Direction
Rewrite the material below with every "one point to a line" changed to "one point per line", keeping everything else the same.

[start Provided material]

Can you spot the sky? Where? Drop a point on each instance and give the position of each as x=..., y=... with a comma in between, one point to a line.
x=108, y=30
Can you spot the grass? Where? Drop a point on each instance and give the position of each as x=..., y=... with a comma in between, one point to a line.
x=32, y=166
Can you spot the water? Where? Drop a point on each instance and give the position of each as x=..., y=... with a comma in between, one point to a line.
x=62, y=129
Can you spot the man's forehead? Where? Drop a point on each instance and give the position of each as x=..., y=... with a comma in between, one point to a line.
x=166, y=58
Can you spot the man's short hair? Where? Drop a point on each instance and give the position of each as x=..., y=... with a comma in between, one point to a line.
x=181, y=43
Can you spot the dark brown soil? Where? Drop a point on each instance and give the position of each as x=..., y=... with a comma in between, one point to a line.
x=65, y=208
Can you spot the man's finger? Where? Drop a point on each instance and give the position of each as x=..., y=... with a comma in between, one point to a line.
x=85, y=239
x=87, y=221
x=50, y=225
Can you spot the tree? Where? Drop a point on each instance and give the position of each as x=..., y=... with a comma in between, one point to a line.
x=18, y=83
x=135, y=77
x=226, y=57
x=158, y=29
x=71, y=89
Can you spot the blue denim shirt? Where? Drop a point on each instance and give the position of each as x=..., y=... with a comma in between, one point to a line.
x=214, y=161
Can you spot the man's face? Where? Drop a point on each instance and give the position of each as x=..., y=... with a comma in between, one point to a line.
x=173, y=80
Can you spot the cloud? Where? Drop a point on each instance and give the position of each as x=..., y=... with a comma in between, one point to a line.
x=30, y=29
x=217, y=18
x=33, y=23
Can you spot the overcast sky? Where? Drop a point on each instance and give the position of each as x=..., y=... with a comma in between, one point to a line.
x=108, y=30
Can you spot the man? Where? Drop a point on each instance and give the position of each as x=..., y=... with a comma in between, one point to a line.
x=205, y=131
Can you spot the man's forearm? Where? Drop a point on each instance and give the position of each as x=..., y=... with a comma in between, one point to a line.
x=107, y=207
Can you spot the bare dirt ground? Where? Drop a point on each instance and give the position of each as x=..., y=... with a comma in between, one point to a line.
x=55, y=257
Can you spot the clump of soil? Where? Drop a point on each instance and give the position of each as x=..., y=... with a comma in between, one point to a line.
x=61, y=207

[end Provided material]

Exercise solution
Can you spot the sky? Where? Drop a point on each instance and give the position of each as x=..., y=... with a comma in between, one point per line.
x=108, y=30
Can you spot the grass? Where? Drop a point on each instance and give the position of each as x=..., y=... with a comma in between, one point per line.
x=32, y=166
Can you spot the water? Where? Drop a point on each instance and give the position of each as x=..., y=... with a comma in between, one point per line.
x=62, y=129
Can you spot the man's forehead? Where? Drop a point on each instance and give the position of each as x=..., y=... with a comma in between, one point per line.
x=166, y=58
Can you spot the man's short hair? Where? Drop a point on each instance and give the position of each as x=..., y=... with a comma in between, one point per line.
x=181, y=43
Can you spot the dark brown soil? Where? Drop a point on each instance and give the position of each as x=..., y=... with a comma in between, one point per line.
x=65, y=208
Can you spot the man's finger? Where? Drop a point on each instance and give the position of each as x=..., y=... with a comma in between, one point per line.
x=85, y=239
x=87, y=221
x=50, y=225
Can you spot the tree? Where? Drop a point on each instance and give the position of each as x=..., y=... with a comma in between, one point per line.
x=18, y=83
x=135, y=77
x=226, y=57
x=158, y=29
x=71, y=89
Can you spot the blue denim shirt? Where? Drop a point on each instance and give the position of each as x=..., y=... with a comma in between, one point per line.
x=214, y=161
Can you spot the man's face? Where? Drop a point on each instance and give the position of each as x=..., y=... with a comma in between, one point per line.
x=173, y=80
Can you spot the cloud? Where? Drop a point on each instance and give the position of each as x=..., y=... with a comma in between, one point per line.
x=30, y=29
x=217, y=18
x=33, y=23
Can you spot the overcast sky? Where? Drop a point on each instance and give the position of each as x=..., y=... with a comma in between, one point per line.
x=108, y=30
Can you spot the man? Where? Drop a point on each instance and give the position of each as x=..., y=... with a comma in between, one point per line.
x=205, y=131
Can you spot the man's forearm? Where? Drop a point on each instance and give the position of each as x=..., y=... with a comma in between, one point per line.
x=107, y=207
Can you spot the bare dirt ground? Where? Drop a point on each instance and give the position of each as x=..., y=... with a comma in between, one point per line.
x=55, y=257
Can you spot the clump of soil? Where? Drop a point on each instance and give the position of each as x=..., y=... with a comma in between, one point per line.
x=61, y=207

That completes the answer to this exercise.